** Start Document text **

PJV Quickie: Pushing the Limits was the first Young Adult Contemporary that I’ve read in a long time and I’m glad that I broke genre for this one.[frame align=”left”][/frame]
YA Contemproary Romance Novel,
Pushing the Limits by Katie McGarry
Title: Pushing the Limits
Author: Katie McGarry
Series: Pushing the Limits #1
Type: Young Adult Contemporary Romance
Publication: July 31st 2012 by Harlequin Teen
Source: Amazon Vine
Review: Pushing the Limits by Katie McGarry came highly recommended to me, I mean HIGHLY recommended. I believe I had about five people offer to send me their copy. High praise right? Might as well give it a try. What the hell, right? About time I stepped away from the vampire.
The main characters of the novel are Echo and Noah. Echo was once the shinning star of her high school, on the dance team, accomplished artist, dating one of the hottest jocks at the school, until something happened. She missed the last month of school then showed up the following year wearing gloves and long-sleeved shirts, hiding from everyone. Now Echo, former popular girl is whispered about and mocked. Her own best-friend can’t even acknowledge their friendship in public. Her other friends and her family are trying to get her out of her shell and cope with the tragedy that forced her into this new way of living, but Echo is comfortable hiding. The State has other ideas though and through recommendations from Child Protective Services, Echo is forced to see a very aggressive counselor, who recommends that she take on a tutoring gig.

** End Document text **

◆ **Exercises**:
• 1. In the book review, which publisher released Pushing the Limits, and on what date?
• 2. Based on the book review, explain why the reviewer decided to try Pushing the Limits.
• 3. Continue the book review about Pushing the Limits, starting after its final sentence.

** Start Given data **

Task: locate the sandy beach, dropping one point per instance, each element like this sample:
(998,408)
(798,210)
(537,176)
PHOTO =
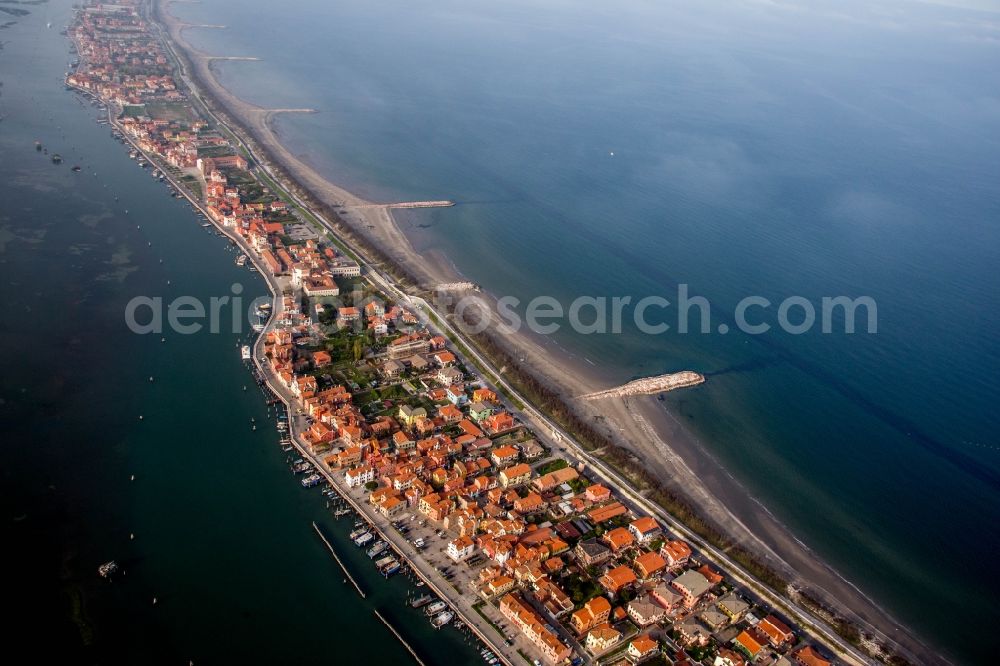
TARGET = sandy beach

** End Given data **
** Start Given data **

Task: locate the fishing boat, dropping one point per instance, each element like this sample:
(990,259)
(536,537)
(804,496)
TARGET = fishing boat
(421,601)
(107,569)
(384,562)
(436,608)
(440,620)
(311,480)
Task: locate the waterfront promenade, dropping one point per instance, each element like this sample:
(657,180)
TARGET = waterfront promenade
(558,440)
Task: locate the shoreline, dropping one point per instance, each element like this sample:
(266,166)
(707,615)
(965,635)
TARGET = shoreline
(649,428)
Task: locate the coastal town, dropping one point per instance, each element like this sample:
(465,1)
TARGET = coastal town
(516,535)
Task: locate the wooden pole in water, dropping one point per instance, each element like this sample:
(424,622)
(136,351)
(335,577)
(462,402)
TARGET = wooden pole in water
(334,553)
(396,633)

** End Given data **
** Start Given data **

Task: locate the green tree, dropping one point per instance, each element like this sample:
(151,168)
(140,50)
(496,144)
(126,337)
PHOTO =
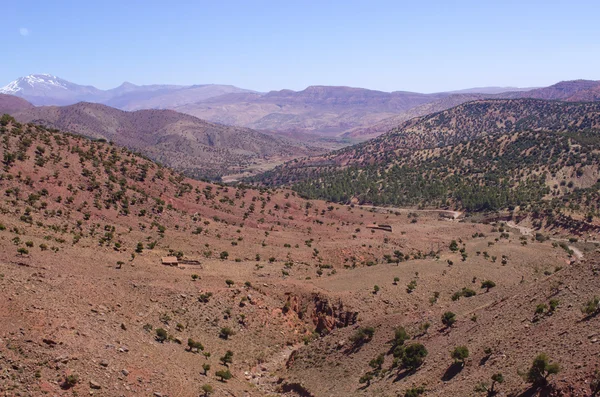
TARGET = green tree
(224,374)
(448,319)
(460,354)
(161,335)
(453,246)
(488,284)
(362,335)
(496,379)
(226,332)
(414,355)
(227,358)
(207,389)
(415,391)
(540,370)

** End Given data **

◆ **Outputs for the tasks**:
• 1. Harlequin Teen released it on July 31st 2012.

• 2. The book came very highly recommended, and about five people offered to send their copies. With that much praise, the reviewer decided to try it and step away from vampire stories.

• 3.
This is where Noah comes into the picture. Noah is your typical high-school burnout, bad-boy. Good looking, but obviously damaged, Noah has perfected that I-Don’t-Give-A-Crap attitude to tee. He’s failing his classes, he’s obviously doing drugs, has a reputation of sleeping around and pushes people away with nasty words and fists whenever he can. But, of course is pissed that no-one understands him. He is also hooked up with the very aggressive Mrs. Collins because he is a ward of the State and has been labeled unstable. Mrs. Collins seems to see through both Echo and Noah’s mental ailments and believes that pairing them up will be beneficial to both of them.
At first the two of them resist, but then eventually it does lead to a very romantic interplay between the two of them, in a real-world type of environment. As you can probably glean from the description it’s not all roses and chocolates when they do come together. Both of these teens are highly damaged and McGarry does a wonderful job of cementing you within their heads. The story is told from alternating POVs between Noah and Echo and it’s quite fabulous the way she handled these two characters. Both POVs were believable and touching as each character dealt with their problems in their own way. At times you wanted to scream as they made stupid mistakes, especially Noah, but at other times you wanted to melt as they worked through their problems and came to resolutions.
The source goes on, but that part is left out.